■ Source document ■
July 27, 2021 -- People who experienced an allergic reaction to a first dose of either the Pfizer or Moderna COVID-19 vaccine safely tolerated a second dose in a new study.

The findings, however, contrast with official recommendations on management of an allergic reaction to a first vaccine dose.

"Our take home message is that immediate allergic symptoms after mRNA vaccines from Pfizer or Moderna do not preclude their future use," senior author Kimberly Blumenthal, MD, says. Blumenthal is an allergist/immunologist and drug allergy researcher at Massachusetts General Hospital and assistant professor of medicine at Harvard Medical School in Boston.

The results were published July 26 as a research letter in JAMA Internal Medicine.

A total of 32 people in the study, or 17% of 189 with initial allergic reactions, met criteria for anaphylaxis, a more severe form of allergic reaction. Flushing, dizziness or lightheadedness, tingling, throat tightness, hives, and wheezing or shortness of breath were additional first dose reactions reported.

Out of 189 people with initial allergic reactions, investigators looked at 159 or 84% who completed a two-dose regimen. All patients in this group, including 19 individuals with first-dose anaphylaxis, tolerated the second dose, Blumenthal, lead author Matthew Krantz, MD, and colleagues reported.

Overall, 32 individuals with who received a second dose reported immediate and potentially allergic symptoms. "While 20% had symptoms with dose two, the symptoms were manageable and not anaphylactic," Blumenthal said.

"However, it is true that anaphylaxis with dose two would be possible even though we did not observe it in our study," she said.

The average age of the 189 people in the study was 43 years and 86% were women. Allergic vaccine reactions were reported in the first 3 months of 2021.

"While the study is compelling, the numbers are small and there is uncertainty regarding true allergic risk in patients who had anaphylaxis with the first dose of mRNA vaccine. Nineteen of 32 patients with anaphylaxis safely received a second dose, but it is not known what would have happened with the remaining 13 patients," Niraj Patel, MD, says.

"More data is needed, but the results look encouraging," added Patel, chair of the American College of Allergy, Asthma, and Immunology COVID19 Vaccine Task Force.

■ Problems to solve ■
• a. According to the vaccine allergy article, how many people in the study met criteria for anaphylaxis after their first dose?
• b. Write out the part of the vaccine allergy article between "The average age" and "Patel, MD, says.", inclusive.
• c. Continue the article on allergic reactions to COVID-19 vaccines from the point where it stops.
The listing that comes next has nothing to do with the vaccine allergy article.

■ Dataset extract ■

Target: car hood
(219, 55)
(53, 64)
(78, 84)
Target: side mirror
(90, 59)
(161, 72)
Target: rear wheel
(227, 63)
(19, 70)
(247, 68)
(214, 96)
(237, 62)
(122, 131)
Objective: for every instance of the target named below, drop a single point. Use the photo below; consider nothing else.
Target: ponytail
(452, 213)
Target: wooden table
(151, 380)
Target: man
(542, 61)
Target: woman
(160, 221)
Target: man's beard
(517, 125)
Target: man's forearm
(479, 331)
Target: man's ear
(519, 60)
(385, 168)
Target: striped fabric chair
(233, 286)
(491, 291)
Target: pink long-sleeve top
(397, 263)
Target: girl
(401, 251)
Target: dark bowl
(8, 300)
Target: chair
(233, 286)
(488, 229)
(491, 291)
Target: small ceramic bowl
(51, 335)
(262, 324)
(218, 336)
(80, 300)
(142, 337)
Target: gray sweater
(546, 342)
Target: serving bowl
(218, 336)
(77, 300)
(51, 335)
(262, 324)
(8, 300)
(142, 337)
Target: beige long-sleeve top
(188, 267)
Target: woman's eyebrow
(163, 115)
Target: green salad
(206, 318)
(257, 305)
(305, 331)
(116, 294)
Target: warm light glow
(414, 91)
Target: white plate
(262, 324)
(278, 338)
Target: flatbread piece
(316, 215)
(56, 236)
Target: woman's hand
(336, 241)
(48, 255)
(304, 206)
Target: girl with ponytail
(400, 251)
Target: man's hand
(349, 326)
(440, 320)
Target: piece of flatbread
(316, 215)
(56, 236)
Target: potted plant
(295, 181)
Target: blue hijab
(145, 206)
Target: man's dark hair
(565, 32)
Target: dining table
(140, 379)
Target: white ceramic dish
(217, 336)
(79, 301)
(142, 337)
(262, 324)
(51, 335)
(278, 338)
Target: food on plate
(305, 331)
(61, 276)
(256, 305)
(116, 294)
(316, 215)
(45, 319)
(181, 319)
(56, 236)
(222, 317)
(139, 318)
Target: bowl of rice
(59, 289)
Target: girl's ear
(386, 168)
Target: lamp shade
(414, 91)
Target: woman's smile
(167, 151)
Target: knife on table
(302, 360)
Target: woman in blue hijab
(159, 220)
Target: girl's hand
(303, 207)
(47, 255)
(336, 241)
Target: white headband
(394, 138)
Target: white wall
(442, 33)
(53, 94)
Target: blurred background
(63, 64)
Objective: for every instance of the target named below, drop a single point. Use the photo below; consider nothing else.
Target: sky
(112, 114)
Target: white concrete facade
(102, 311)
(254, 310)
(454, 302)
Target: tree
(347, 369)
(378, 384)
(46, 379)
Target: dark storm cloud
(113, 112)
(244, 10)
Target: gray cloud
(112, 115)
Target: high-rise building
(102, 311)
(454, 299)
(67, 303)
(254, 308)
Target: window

■ Expected responses ■
• a. 32 people, or 17% of the 189 with initial allergic reactions.

• b.
The average age of the 189 people in the study was 43 years and 86% were women. Allergic vaccine reactions were reported in the first 3 months of 2021.

"While the study is compelling, the numbers are small and there is uncertainty regarding true allergic risk in patients who had anaphylaxis with the first dose of mRNA vaccine. Nineteen of 32 patients with anaphylaxis safely received a second dose, but it is not known what would have happened with the remaining 13 patients," Niraj Patel, MD, says.

• c.
"This study confirms that the vaccine is safe for re-administration, under the supervision of an allergist, in cases where there was a suspected first dose reaction," Matthew Greenhawt, MD, allergist and immunologist and director of the Food Challenge and Research Unit at Children’s Hospital Colorado in Aurora, said in an email.

Greenhawt and colleagues authored a June 2021 review and meta-analysis evaluating risk of allergic reactions to COVID-19 vaccines. The current results are consistent with their findings "where the evidence had suggested these reactions were very rare – though still may occur – and without any clear evidence of a provoking allergen within the vaccine."

Have a Plan

For this reason, Blumenthal suggested all patients who experience an immediate and potentially allergic reaction to a first vaccine dose discuss a safe plan to receive the second dose with their doctor.

"While we still do not know the allergic component of mRNA vaccines, this study suggests that some patients may tolerate a second dose of the same mRNA vaccine after having an initial allergic reaction," Patel said.

"This is important because in certain patients who had anaphylaxis with the first dose, current recommendations is not to receive a second dose of mRNA vaccine, but rather a non-mRNA vaccine such as [/Johnson&Johnson] as an alternative second dose," Patel said.

He cautioned that the efficacy of such mixed vaccine regimens has not been fully studied.

The CDC, for example, recommends against a second dose of the same mRNA vaccine following a severe initial allergic reaction, one strong enough to require epinephrine or hospitalization. Also, the agency suggests people who have an immediate but less severe allergic reaction should ask their doctor about switching to a non-mRNA vaccine for their second shot.

In addition to switching vaccine types, Blumenthal said getting dose two of an mRNA vaccine in a medical facility might be another option.

Blumenthal and colleagues noted that some initial reactions may not have been truly allergic.

"This is a subtle but very important point, which underscores multiple other aspects of how some have recommended to evaluate these reactions or persons felt to possibly be at risk for a reaction to this class of vaccine," Greenhawt said.

More Urgency With Delta Variant?

Complete two-dose vaccination "has become even more important with the Delta variant. We suspect there are many more people who did not get their second shot because of allergic symptoms," said study co-author Aleena Banerji, MD, clinical director of the Allergy and Clinical Immunology Unit at Mass General and an associate professor at Harvard Medical School.